◆ Instructions for the task: According to the text on honesty and credibility in security writing, how many times is it usually enough to mention your limitations?

◆ Extracted text:
Many people in the security industry unfortunately feel that a good way to promote themselves is to claim to know everything and to be able to do everything in the most proficient way. From my experience, however, admitting what you don’t know or what you’re not the best at only raises your credibility. People tend to really appreciate honesty because guess what, no one knows everything or is awesome at everything.

Here, let me demonstrate this: I openly admit that I’m no expert in Technical Surveillance Counter-Measures (TSCM), international travel security, vehicular surveillance detection and executive protection. I might have varying degrees of experience in these fields, and I even have some occasional stuff to say about them, but that doesn’t automatically make me an expert in them.

I’ve also written an entire book on surveillance detection and covert special operations, and in it I admitted—in print—that I am far from the best or most experienced in this field. I’ve also written two earlier “Tips & Suggestions” articles where I admitted that I myself have made all the mistakes I warn against. And this also applies to the article you’re reading at the moment. I wrote an entire article about my own mistakes and embarrassing failures, and even gave photographic evidence of my bad performance during my surveillance detection training in Israel.

I know it might feel a bit weird, or even scary to admit weakness and show vulnerability, but I receive nothing but praise for doing so, and it’s only raised my credibility in people’s eyes.
Everyone, absolutely everyone, makes mistakes. To admit and talk about yours doesn’t make you a lesser person; on the contrary, it makes you an honest, open and confident one.

Don’t Overdo The Humble Thing

As in everything in life, there’s always a balance to be struck.

Yes, you want to be honest and humble but you can’t literally start every sentences with “I’m not the biggest expert on the subject and this is just my own personal opinion based on my limited experience, but…”
It’s usually enough to mention your limitations once or twice, and then just trust that your readers are intelligent enough not to need that type of continuous spoon-feeding.

Clichés and Catchphrases

These always drive me crazy.
No, not just because I have a pet-peeve about them but because they don’t add any value and are often even misleading.

The strength of clichés and catchphrases is that they’re very catchy and easy to adopt. People often don’t stop to think about them and about the fact that a large percentage of them are either factually incorrect or don’t make any sense.

The only thing that can stop a bad guy with a gun is a good guy with a gun!
Well, except for all the bad guys with guns that ended up being stopped by good people without guns, or better yet, prevented from ever showing up with a gun in the first place. If you’re going to make strongly stated factual claims about the “only” way something can be stopped, you’d better bring some equally strong evidence to support it.

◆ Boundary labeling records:
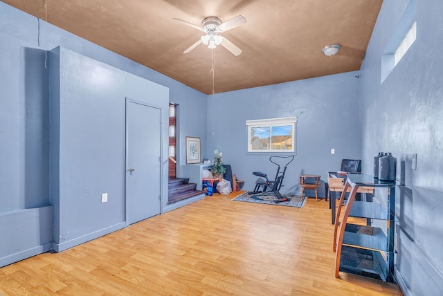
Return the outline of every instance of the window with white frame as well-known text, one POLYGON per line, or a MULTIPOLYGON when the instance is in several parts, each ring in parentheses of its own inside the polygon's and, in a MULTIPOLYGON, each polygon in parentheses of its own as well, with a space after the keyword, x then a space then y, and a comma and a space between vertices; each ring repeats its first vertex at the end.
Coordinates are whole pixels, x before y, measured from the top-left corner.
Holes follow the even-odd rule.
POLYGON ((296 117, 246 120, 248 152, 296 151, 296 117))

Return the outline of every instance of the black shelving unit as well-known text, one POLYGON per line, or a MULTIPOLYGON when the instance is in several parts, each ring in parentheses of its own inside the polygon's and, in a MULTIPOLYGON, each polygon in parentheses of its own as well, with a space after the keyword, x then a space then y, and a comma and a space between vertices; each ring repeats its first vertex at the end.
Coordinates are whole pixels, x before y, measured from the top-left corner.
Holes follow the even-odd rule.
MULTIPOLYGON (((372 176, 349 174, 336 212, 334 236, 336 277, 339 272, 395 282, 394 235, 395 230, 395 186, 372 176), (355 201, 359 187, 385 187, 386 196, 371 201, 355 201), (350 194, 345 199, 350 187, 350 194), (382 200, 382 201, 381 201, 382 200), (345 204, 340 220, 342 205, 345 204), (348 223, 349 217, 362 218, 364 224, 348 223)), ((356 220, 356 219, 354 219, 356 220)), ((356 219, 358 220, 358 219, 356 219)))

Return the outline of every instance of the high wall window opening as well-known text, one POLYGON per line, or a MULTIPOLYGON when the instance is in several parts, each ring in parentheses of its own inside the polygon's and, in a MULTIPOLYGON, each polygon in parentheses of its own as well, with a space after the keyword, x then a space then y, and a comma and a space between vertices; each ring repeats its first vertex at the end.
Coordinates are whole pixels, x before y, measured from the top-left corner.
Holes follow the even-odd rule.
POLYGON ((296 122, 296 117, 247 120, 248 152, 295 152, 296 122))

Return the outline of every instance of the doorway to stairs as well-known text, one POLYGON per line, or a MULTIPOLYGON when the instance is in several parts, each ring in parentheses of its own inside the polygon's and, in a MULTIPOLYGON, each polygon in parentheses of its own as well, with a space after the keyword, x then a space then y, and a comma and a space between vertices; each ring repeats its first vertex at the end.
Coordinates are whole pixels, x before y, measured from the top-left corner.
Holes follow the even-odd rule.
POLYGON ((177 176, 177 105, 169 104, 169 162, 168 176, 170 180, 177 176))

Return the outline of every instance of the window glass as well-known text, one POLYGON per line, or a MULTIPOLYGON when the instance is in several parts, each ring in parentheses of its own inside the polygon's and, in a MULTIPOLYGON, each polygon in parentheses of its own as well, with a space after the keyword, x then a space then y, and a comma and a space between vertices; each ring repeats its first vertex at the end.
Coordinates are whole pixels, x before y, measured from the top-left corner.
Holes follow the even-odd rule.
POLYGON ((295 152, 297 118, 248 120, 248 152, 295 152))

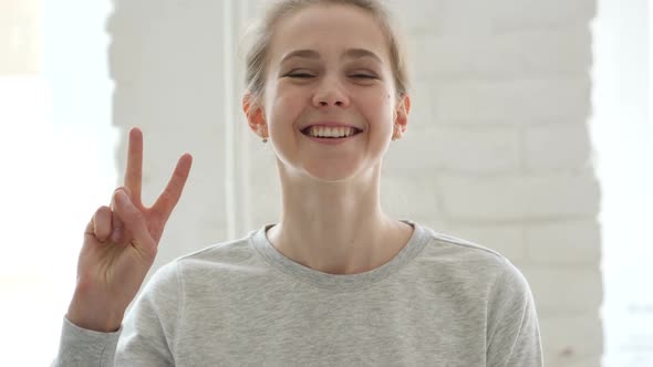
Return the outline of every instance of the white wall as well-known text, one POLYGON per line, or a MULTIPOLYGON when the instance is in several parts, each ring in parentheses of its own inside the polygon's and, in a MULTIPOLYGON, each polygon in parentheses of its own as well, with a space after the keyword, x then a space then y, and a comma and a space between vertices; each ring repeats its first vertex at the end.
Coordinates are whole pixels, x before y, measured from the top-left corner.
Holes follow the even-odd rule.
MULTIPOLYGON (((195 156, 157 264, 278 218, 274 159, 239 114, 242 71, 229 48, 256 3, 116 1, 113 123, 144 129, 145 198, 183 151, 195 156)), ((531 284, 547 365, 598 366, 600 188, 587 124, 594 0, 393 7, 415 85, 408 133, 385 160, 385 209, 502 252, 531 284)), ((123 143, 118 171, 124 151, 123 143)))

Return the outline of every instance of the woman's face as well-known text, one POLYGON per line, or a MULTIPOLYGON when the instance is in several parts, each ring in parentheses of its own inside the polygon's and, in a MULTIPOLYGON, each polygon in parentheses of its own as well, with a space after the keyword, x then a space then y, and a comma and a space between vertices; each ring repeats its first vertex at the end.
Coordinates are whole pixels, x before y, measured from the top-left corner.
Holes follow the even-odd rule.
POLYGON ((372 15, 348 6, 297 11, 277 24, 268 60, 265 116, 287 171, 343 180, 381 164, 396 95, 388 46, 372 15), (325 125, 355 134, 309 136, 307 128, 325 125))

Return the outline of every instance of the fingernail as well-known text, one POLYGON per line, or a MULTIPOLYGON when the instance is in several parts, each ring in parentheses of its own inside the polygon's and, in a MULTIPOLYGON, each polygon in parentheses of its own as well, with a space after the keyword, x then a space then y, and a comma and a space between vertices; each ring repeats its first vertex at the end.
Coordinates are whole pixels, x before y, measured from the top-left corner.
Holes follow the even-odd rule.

◆ Reply: Once or twice.